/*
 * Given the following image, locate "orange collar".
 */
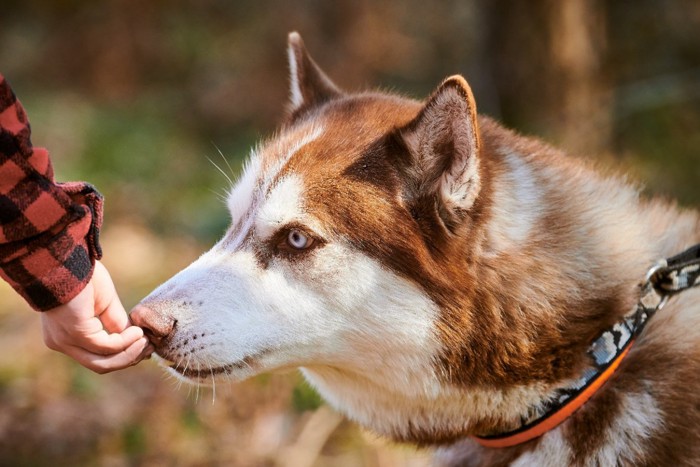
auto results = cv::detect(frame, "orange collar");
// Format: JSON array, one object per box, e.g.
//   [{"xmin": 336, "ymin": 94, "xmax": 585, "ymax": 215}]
[{"xmin": 471, "ymin": 343, "xmax": 632, "ymax": 448}]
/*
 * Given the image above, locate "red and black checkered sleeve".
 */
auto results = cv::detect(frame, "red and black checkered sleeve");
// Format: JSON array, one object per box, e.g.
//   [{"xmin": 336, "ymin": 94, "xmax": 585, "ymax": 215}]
[{"xmin": 0, "ymin": 74, "xmax": 104, "ymax": 311}]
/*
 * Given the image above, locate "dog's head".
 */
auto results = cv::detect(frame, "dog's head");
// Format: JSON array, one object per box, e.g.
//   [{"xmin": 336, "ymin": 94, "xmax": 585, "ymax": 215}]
[
  {"xmin": 131, "ymin": 33, "xmax": 550, "ymax": 441},
  {"xmin": 132, "ymin": 31, "xmax": 482, "ymax": 380}
]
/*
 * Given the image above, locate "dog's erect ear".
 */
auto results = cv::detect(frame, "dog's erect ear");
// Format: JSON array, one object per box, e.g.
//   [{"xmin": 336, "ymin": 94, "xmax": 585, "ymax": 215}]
[
  {"xmin": 398, "ymin": 75, "xmax": 481, "ymax": 232},
  {"xmin": 287, "ymin": 32, "xmax": 343, "ymax": 115}
]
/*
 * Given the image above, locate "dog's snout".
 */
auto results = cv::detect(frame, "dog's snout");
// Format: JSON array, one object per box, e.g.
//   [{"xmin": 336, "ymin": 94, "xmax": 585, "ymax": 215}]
[{"xmin": 130, "ymin": 304, "xmax": 175, "ymax": 347}]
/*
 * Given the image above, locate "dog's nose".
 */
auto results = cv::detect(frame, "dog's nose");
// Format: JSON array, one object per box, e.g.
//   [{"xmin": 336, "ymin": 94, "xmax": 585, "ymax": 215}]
[{"xmin": 130, "ymin": 304, "xmax": 175, "ymax": 347}]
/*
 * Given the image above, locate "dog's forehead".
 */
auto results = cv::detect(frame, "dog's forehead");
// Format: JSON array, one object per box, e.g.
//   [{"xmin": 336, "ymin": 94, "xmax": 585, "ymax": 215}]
[
  {"xmin": 228, "ymin": 94, "xmax": 420, "ymax": 226},
  {"xmin": 241, "ymin": 94, "xmax": 420, "ymax": 204},
  {"xmin": 270, "ymin": 94, "xmax": 420, "ymax": 178}
]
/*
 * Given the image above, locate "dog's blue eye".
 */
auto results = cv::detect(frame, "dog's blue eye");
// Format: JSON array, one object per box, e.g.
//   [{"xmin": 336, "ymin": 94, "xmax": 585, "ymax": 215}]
[{"xmin": 287, "ymin": 229, "xmax": 311, "ymax": 250}]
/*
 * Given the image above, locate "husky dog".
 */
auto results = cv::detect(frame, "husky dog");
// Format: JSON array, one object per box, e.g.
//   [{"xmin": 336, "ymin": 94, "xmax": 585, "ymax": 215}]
[{"xmin": 131, "ymin": 33, "xmax": 700, "ymax": 465}]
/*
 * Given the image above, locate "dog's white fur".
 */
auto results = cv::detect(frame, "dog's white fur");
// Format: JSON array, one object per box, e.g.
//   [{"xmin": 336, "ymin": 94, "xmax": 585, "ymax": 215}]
[{"xmin": 486, "ymin": 151, "xmax": 543, "ymax": 254}]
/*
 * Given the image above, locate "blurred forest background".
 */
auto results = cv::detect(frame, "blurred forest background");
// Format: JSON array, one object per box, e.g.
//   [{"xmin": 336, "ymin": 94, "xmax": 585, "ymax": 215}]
[{"xmin": 1, "ymin": 0, "xmax": 699, "ymax": 465}]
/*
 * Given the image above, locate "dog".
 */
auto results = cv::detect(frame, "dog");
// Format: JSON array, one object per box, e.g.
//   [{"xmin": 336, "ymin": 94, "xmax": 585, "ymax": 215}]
[{"xmin": 130, "ymin": 32, "xmax": 700, "ymax": 466}]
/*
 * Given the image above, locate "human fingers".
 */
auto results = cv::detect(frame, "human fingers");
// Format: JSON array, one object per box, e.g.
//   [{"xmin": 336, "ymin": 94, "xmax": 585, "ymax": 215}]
[
  {"xmin": 98, "ymin": 293, "xmax": 131, "ymax": 334},
  {"xmin": 68, "ymin": 324, "xmax": 145, "ymax": 356},
  {"xmin": 62, "ymin": 337, "xmax": 154, "ymax": 374},
  {"xmin": 91, "ymin": 262, "xmax": 130, "ymax": 333}
]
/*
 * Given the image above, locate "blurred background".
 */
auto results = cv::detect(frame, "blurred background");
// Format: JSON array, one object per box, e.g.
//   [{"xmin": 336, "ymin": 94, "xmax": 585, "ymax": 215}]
[{"xmin": 1, "ymin": 0, "xmax": 699, "ymax": 465}]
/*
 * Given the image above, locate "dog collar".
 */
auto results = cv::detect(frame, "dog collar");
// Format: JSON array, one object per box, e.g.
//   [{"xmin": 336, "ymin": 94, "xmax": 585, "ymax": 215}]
[{"xmin": 472, "ymin": 243, "xmax": 700, "ymax": 449}]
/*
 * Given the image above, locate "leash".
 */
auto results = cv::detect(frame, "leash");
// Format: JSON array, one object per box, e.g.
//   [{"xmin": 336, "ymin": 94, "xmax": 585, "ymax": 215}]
[
  {"xmin": 648, "ymin": 243, "xmax": 700, "ymax": 297},
  {"xmin": 472, "ymin": 242, "xmax": 700, "ymax": 449}
]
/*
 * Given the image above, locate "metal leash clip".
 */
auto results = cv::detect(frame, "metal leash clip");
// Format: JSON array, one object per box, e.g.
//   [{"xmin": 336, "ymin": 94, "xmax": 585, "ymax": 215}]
[{"xmin": 643, "ymin": 259, "xmax": 670, "ymax": 312}]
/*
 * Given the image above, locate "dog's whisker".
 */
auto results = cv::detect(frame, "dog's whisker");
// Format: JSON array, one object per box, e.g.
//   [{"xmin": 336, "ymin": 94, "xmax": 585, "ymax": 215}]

**REQUIRED WORK:** Only the pictures may be dropped when you copy the data above; everything else stays exact.

**ANSWER BELOW:**
/*
 * Given the following image, locate "orange collar".
 */
auto results = cv::detect(frame, "orange collar");
// Format: JSON array, one object per box, e.g.
//   [{"xmin": 336, "ymin": 94, "xmax": 585, "ymax": 215}]
[{"xmin": 471, "ymin": 343, "xmax": 632, "ymax": 448}]
/*
 * Given the image above, locate "red and black checkered sleeve".
 */
auto results = cv::detect(frame, "red and black checkered sleeve");
// Format: JSON array, one object per box, e.g.
//   [{"xmin": 336, "ymin": 94, "xmax": 585, "ymax": 215}]
[{"xmin": 0, "ymin": 74, "xmax": 104, "ymax": 311}]
/*
 * Given the image above, locate "dog's head".
 */
auto results = cv::detect(frame, "dog's head");
// Format: JSON array, one object per box, e.g.
//   [{"xmin": 336, "ymin": 94, "xmax": 585, "ymax": 215}]
[
  {"xmin": 131, "ymin": 33, "xmax": 550, "ymax": 441},
  {"xmin": 132, "ymin": 31, "xmax": 482, "ymax": 380}
]
/*
 * Given the image above, locate "dog's erect ear".
 */
auto results = cv::detect(frame, "dog's erect ear");
// Format: JSON array, one object per box, e.g.
//   [{"xmin": 336, "ymin": 94, "xmax": 585, "ymax": 215}]
[
  {"xmin": 398, "ymin": 75, "xmax": 481, "ymax": 232},
  {"xmin": 287, "ymin": 32, "xmax": 343, "ymax": 115}
]
/*
 * Given the image above, locate "dog's snout".
 */
auto results = cv::detect(frame, "dog's snout");
// Format: JSON array, one object per box, e.g.
//   [{"xmin": 336, "ymin": 94, "xmax": 585, "ymax": 215}]
[{"xmin": 130, "ymin": 304, "xmax": 175, "ymax": 347}]
/*
 * Given the image above, locate "dog's nose".
 */
auto results = cv::detect(frame, "dog's nose");
// Format: JSON array, one object per box, e.g.
//   [{"xmin": 336, "ymin": 94, "xmax": 585, "ymax": 215}]
[{"xmin": 130, "ymin": 304, "xmax": 175, "ymax": 347}]
/*
 * Given the image above, locate "dog's forehead".
 */
auto results = cv::detect(frame, "dog's forehead");
// Format: JSON array, one object per box, e.g.
//   [{"xmin": 336, "ymin": 94, "xmax": 585, "ymax": 215}]
[
  {"xmin": 228, "ymin": 94, "xmax": 420, "ymax": 226},
  {"xmin": 241, "ymin": 94, "xmax": 420, "ymax": 204},
  {"xmin": 270, "ymin": 94, "xmax": 420, "ymax": 178}
]
/*
 * Given the image above, locate "dog's blue eye".
 */
auto results = cv::detect(frame, "dog's blue eye");
// Format: JSON array, one object per box, e.g.
//   [{"xmin": 336, "ymin": 94, "xmax": 585, "ymax": 215}]
[{"xmin": 287, "ymin": 229, "xmax": 311, "ymax": 250}]
/*
 * Given the image above, locate "husky dog".
 */
auto results = cv::detect(frame, "husky dog");
// Format: JSON array, one object per box, e.g.
//   [{"xmin": 336, "ymin": 94, "xmax": 585, "ymax": 215}]
[{"xmin": 131, "ymin": 33, "xmax": 700, "ymax": 465}]
/*
 * Given the image above, locate "dog's white fur".
 */
auto results = cv::detect(frame, "dog's white fur");
// Format: JSON array, one object per box, e.g.
//   [{"xmin": 336, "ymin": 94, "xmax": 585, "ymax": 215}]
[{"xmin": 486, "ymin": 151, "xmax": 543, "ymax": 254}]
/*
 * Given the image above, locate "blurred forest background".
 */
auto results = cv::detect(frame, "blurred forest background");
// Format: JSON array, one object per box, e.g.
//   [{"xmin": 336, "ymin": 94, "xmax": 585, "ymax": 215}]
[{"xmin": 1, "ymin": 0, "xmax": 699, "ymax": 465}]
/*
 * Given the image above, locate "dog".
 */
auto results = cv::detect(frame, "dog");
// Format: JSON array, one object per box, e.g.
//   [{"xmin": 336, "ymin": 94, "xmax": 585, "ymax": 215}]
[{"xmin": 130, "ymin": 32, "xmax": 700, "ymax": 466}]
/*
 * Given the image above, locate "human fingers".
 */
auto results = cv::detect(frame, "human fingers");
// Format: JSON array, one object per box, e.g.
//   [{"xmin": 336, "ymin": 94, "xmax": 585, "ymax": 215}]
[
  {"xmin": 98, "ymin": 293, "xmax": 131, "ymax": 334},
  {"xmin": 68, "ymin": 324, "xmax": 145, "ymax": 356},
  {"xmin": 62, "ymin": 337, "xmax": 154, "ymax": 374},
  {"xmin": 91, "ymin": 262, "xmax": 130, "ymax": 333}
]
/*
 * Given the image above, locate "blurred background".
 */
auto results = cv::detect(frame, "blurred background");
// Format: JSON array, one object per box, e.g.
//   [{"xmin": 336, "ymin": 94, "xmax": 585, "ymax": 215}]
[{"xmin": 1, "ymin": 0, "xmax": 699, "ymax": 465}]
/*
 * Given the image above, locate "dog collar".
 */
auto results = cv::detect(frame, "dog collar");
// Format: JSON array, one object per box, e.g.
//   [{"xmin": 336, "ymin": 94, "xmax": 585, "ymax": 215}]
[{"xmin": 472, "ymin": 243, "xmax": 700, "ymax": 449}]
/*
 * Given the image above, locate "leash".
 */
auto results = cv::detect(frame, "leash");
// Format: JSON array, one object per box, e.g.
//   [{"xmin": 336, "ymin": 94, "xmax": 585, "ymax": 215}]
[
  {"xmin": 648, "ymin": 243, "xmax": 700, "ymax": 297},
  {"xmin": 472, "ymin": 242, "xmax": 700, "ymax": 449}
]
/*
 * Given the image above, locate "metal leash clip".
 */
auto results = cv::detect(frame, "metal leash clip");
// Format: JSON array, one object per box, e.g.
//   [{"xmin": 336, "ymin": 94, "xmax": 585, "ymax": 215}]
[{"xmin": 643, "ymin": 259, "xmax": 670, "ymax": 312}]
/*
 * Given the image above, locate "dog's whisker".
 */
auto results = cv::detect(frame, "dog's whisker");
// Format: JSON array, one object per box, e.g.
//   [{"xmin": 336, "ymin": 94, "xmax": 585, "ymax": 215}]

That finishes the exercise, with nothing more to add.